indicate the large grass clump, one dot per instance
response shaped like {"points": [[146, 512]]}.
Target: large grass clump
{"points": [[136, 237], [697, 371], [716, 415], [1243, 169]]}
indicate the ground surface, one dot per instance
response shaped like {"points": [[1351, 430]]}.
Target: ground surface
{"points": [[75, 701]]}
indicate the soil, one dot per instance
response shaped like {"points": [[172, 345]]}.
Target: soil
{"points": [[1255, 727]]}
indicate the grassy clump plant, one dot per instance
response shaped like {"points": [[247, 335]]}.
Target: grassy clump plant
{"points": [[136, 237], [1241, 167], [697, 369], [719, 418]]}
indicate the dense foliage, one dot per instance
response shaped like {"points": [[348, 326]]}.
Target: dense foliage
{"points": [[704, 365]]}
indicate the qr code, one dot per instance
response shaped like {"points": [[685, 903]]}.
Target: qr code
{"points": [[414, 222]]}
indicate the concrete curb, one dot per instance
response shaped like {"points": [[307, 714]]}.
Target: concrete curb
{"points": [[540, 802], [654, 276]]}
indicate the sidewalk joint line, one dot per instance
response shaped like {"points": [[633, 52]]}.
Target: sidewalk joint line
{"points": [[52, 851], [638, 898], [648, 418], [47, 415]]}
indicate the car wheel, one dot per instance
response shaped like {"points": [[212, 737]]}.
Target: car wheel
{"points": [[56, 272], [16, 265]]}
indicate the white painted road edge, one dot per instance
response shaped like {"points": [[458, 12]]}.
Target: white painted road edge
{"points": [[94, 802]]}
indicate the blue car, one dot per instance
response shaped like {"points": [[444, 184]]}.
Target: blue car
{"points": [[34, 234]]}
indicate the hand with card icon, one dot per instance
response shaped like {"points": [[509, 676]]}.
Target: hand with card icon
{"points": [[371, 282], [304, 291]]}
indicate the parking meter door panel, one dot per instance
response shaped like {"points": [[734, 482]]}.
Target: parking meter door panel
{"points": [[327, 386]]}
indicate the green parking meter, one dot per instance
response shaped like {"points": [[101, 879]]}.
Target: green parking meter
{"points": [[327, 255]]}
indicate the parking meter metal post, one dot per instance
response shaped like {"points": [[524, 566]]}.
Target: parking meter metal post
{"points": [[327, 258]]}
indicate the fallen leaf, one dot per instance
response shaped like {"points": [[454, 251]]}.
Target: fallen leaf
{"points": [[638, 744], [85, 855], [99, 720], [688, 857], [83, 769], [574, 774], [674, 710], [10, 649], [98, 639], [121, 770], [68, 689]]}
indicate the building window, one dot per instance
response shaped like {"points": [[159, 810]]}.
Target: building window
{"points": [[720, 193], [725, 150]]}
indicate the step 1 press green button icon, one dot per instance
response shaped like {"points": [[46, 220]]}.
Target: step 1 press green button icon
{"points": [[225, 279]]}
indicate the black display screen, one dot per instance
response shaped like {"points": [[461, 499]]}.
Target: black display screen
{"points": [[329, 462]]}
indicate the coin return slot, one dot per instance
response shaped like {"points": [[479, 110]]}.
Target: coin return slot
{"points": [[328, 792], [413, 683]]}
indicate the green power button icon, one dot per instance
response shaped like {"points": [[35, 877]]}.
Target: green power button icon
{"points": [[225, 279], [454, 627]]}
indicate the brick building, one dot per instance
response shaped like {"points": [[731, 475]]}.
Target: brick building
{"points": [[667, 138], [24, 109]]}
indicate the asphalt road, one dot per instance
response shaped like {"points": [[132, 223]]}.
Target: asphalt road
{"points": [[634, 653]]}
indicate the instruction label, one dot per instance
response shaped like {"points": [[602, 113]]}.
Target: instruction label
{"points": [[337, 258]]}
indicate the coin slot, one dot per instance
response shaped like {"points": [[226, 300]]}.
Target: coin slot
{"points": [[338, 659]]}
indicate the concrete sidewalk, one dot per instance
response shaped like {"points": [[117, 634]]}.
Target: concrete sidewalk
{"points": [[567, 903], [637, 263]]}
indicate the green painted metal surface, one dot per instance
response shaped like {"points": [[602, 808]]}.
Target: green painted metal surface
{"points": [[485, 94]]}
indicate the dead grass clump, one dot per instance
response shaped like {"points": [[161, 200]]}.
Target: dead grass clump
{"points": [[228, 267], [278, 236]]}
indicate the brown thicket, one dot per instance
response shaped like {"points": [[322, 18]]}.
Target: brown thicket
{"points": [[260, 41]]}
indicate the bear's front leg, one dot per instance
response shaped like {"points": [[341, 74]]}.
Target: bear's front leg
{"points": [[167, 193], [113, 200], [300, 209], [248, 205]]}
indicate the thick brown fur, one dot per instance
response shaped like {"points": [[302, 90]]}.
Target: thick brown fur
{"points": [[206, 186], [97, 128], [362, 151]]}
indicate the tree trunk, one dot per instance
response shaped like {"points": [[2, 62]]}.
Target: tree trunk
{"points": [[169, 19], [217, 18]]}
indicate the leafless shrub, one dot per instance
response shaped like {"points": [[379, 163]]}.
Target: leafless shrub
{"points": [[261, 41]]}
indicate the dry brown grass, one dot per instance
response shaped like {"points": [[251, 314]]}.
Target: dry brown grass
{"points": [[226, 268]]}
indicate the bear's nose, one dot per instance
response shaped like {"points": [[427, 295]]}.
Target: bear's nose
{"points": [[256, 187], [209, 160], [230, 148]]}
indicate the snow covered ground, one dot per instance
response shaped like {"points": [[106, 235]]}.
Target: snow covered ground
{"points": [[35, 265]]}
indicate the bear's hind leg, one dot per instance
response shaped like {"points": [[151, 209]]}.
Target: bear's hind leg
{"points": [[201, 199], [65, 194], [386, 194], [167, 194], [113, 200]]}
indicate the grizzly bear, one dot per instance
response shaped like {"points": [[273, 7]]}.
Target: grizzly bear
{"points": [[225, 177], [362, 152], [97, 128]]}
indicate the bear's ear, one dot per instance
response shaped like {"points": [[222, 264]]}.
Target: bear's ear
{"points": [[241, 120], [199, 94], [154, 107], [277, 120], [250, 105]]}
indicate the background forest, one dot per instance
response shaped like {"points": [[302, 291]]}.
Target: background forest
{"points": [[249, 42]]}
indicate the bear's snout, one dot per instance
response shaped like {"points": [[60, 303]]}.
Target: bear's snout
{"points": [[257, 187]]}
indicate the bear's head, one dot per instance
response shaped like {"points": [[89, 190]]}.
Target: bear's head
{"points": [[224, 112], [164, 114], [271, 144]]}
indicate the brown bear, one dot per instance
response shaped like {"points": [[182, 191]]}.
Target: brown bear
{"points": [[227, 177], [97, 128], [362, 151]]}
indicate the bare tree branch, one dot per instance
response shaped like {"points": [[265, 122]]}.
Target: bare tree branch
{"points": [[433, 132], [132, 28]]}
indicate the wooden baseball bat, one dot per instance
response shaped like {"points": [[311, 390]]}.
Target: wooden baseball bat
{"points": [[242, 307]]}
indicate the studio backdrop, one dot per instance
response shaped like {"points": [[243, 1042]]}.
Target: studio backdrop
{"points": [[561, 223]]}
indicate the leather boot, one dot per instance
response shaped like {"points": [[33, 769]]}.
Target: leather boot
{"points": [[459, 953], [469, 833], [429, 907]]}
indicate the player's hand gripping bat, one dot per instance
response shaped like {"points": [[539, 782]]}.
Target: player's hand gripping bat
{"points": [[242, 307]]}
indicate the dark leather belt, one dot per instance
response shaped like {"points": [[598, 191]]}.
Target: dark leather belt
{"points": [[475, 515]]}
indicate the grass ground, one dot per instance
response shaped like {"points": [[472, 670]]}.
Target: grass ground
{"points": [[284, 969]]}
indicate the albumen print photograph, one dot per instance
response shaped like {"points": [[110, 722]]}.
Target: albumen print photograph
• • •
* _Your instructions_
Give back the whole listing above, identical in every line.

* _Your solution_
indicate the large grass clump, one dot per instance
response shaped like {"points": [[146, 512]]}.
Target: large grass clump
{"points": [[136, 237], [697, 371], [716, 415], [1243, 169]]}
indicate the ground surface, one dot per instance
response shaped like {"points": [[1351, 430]]}.
Target: ground surface
{"points": [[75, 701]]}
indicate the soil, one dot per instance
response shaped like {"points": [[172, 345]]}.
Target: soil
{"points": [[1255, 727]]}
indicate the grassy clump plant, one dot per instance
response shaped like {"points": [[247, 335]]}.
Target: grassy clump plant
{"points": [[136, 237], [1241, 167], [697, 369], [719, 418]]}
indicate the dense foliage, one dot per instance
response shaped like {"points": [[348, 326]]}.
Target: dense foliage
{"points": [[704, 365]]}
indicate the qr code, one dot per instance
response shaped like {"points": [[685, 903]]}.
Target: qr code
{"points": [[414, 222]]}
indicate the concrete curb, one dot per instance
response shaped like {"points": [[307, 714]]}.
Target: concrete curb
{"points": [[540, 802], [654, 276]]}
indicate the sidewalk joint line, one dot per instance
response shaped like {"points": [[633, 52]]}.
Target: sidewalk joint line
{"points": [[52, 851], [638, 898], [648, 418], [47, 415]]}
indicate the car wheel, one dot per instance
response shaped like {"points": [[212, 737]]}.
Target: car wheel
{"points": [[56, 272], [16, 265]]}
indicate the white painted road edge, one dot per instance
response shaped like {"points": [[458, 12]]}.
Target: white painted road edge
{"points": [[94, 802]]}
indicate the blue car, one dot per instance
response shaped like {"points": [[444, 184]]}.
Target: blue car
{"points": [[34, 234]]}
indicate the hand with card icon, one dot per instance
response shaped like {"points": [[509, 676]]}.
Target: hand with card icon
{"points": [[371, 282], [304, 291]]}
indicate the parking meter door panel, one dot per instance
response shaped like {"points": [[734, 482]]}.
Target: parking meter door panel
{"points": [[327, 386]]}
indicate the green parking meter, one dot per instance
response shaped like {"points": [[101, 879]]}.
Target: green parking meter
{"points": [[327, 255]]}
indicate the parking meter metal post, one dot per instance
response shaped like {"points": [[524, 566]]}.
Target: parking meter metal post
{"points": [[327, 258]]}
indicate the fallen leaf, one dot per instance
response shaped like {"points": [[454, 251]]}.
Target: fallen leaf
{"points": [[638, 744], [85, 855], [99, 720], [688, 857], [83, 769], [574, 774], [674, 710], [10, 649], [98, 639], [121, 770], [68, 689]]}
indicate the building window, one dot per instance
response shaped like {"points": [[159, 810]]}.
Target: building window
{"points": [[720, 193], [725, 150]]}
indicate the step 1 press green button icon, one dot per instance
response shaped like {"points": [[46, 220]]}.
Target: step 1 press green button icon
{"points": [[225, 279]]}
indicate the black display screen, one dot per instance
response shaped like {"points": [[461, 499]]}.
Target: black display screen
{"points": [[329, 462]]}
indicate the coin return slot, one dot per instance
response shaped like {"points": [[479, 110]]}.
Target: coin return slot
{"points": [[328, 792], [413, 683]]}
indicate the green power button icon, one dot per instance
response shaped like {"points": [[35, 877]]}.
Target: green power button icon
{"points": [[225, 279], [454, 627]]}
indicate the brick building, one dot per instance
response shaped like {"points": [[731, 475]]}.
Target: brick building
{"points": [[667, 138], [24, 109]]}
indicate the asphalt road, one dot per instance
response shaped like {"points": [[132, 223]]}.
Target: asphalt road
{"points": [[634, 653]]}
indicate the instruction label, one dot per instance
response shaped like {"points": [[602, 113]]}.
Target: instruction label
{"points": [[337, 258]]}
indicate the coin slot, one dot per instance
response shaped like {"points": [[226, 300]]}.
Target: coin slot
{"points": [[338, 659]]}
indicate the concrete sidewalk, one dot per instance
response shaped like {"points": [[117, 634]]}.
Target: concrete sidewalk
{"points": [[567, 903], [637, 263]]}
indicate the green painted metal surface, one dot per instance
response shaped like {"points": [[602, 808]]}.
Target: green painted metal surface
{"points": [[485, 94]]}
indicate the dead grass clump, one dot per instance
response shaped like {"points": [[161, 200]]}.
Target: dead grass clump
{"points": [[228, 267], [278, 236]]}
indicate the brown thicket, one dot per instance
response shaped like {"points": [[322, 18]]}.
Target: brown thicket
{"points": [[260, 41]]}
indicate the bear's front leg, one dot per instance
response shaped like {"points": [[341, 74]]}.
Target: bear's front leg
{"points": [[167, 193], [113, 200], [300, 209], [248, 205]]}
indicate the thick brown fur, one dot per instance
response shaped like {"points": [[302, 90]]}.
Target: thick brown fur
{"points": [[206, 186], [97, 128], [362, 151]]}
indicate the tree trunk, one dot per instance
response shaped like {"points": [[2, 62]]}.
Target: tree trunk
{"points": [[169, 19], [217, 18]]}
indicate the leafless shrub, one dot per instance
response shaped like {"points": [[379, 163]]}.
Target: leafless shrub
{"points": [[261, 41]]}
indicate the dry brown grass, one dot per instance
response shaped like {"points": [[251, 314]]}.
Target: dry brown grass
{"points": [[226, 268]]}
indicate the bear's nose, one dot per instance
response shaped like {"points": [[427, 295]]}.
Target: bear's nose
{"points": [[256, 187], [209, 160], [230, 148]]}
indicate the snow covered ground, one dot per instance
response shaped like {"points": [[106, 235]]}.
Target: snow covered ground
{"points": [[35, 265]]}
indicate the bear's hind leg, one dot per instance
response shaped like {"points": [[151, 209]]}.
Target: bear's hind leg
{"points": [[201, 199], [65, 194], [386, 194], [167, 194], [113, 200]]}
indicate the grizzly bear, one dot per instance
response shaped like {"points": [[273, 7]]}.
Target: grizzly bear
{"points": [[225, 177], [362, 152], [97, 128]]}
indicate the bear's ear, one dot per instance
response shaped like {"points": [[222, 264]]}.
Target: bear's ear
{"points": [[241, 120], [199, 94], [154, 107], [277, 120], [250, 105]]}
indicate the background forest, one dot per instance
response shaped like {"points": [[302, 291]]}.
Target: background forest
{"points": [[249, 42]]}
indicate the bear's snout, one dot per instance
response shaped like {"points": [[60, 303]]}.
Target: bear's snout
{"points": [[257, 187]]}
indicate the bear's head, one dot per instance
response shaped like {"points": [[89, 190]]}.
Target: bear's head
{"points": [[224, 112], [164, 114], [271, 144]]}
indicate the brown bear, one dot per instance
response shaped like {"points": [[182, 191]]}.
Target: brown bear
{"points": [[227, 177], [97, 128], [362, 151]]}
indicate the bare tree branch, one dot per instance
response shaped like {"points": [[265, 122]]}.
Target: bare tree branch
{"points": [[433, 132], [132, 28]]}
indicate the wooden baseball bat, one dot per instance
response shaped like {"points": [[311, 390]]}.
Target: wooden baseball bat
{"points": [[242, 307]]}
indicate the studio backdrop, one dot per instance
response shaped like {"points": [[243, 1042]]}.
Target: studio backdrop
{"points": [[561, 223]]}
indicate the leather boot, one dot per instance
response shaped like {"points": [[33, 769]]}.
Target: leather boot
{"points": [[459, 953], [469, 833], [429, 907]]}
indicate the player's hand gripping bat, one dot per instance
response shaped like {"points": [[539, 782]]}.
Target: player's hand gripping bat
{"points": [[242, 307]]}
indicate the dark leather belt, one dot per instance
response shaped like {"points": [[598, 191]]}.
Target: dark leather belt
{"points": [[475, 515]]}
indicate the grass ground, one dot per instance
response shaped like {"points": [[472, 670]]}.
Target: grass ground
{"points": [[284, 969]]}
indicate the albumen print photograph, one dot per instance
response shaped like {"points": [[110, 722]]}.
Target: albumen print photograph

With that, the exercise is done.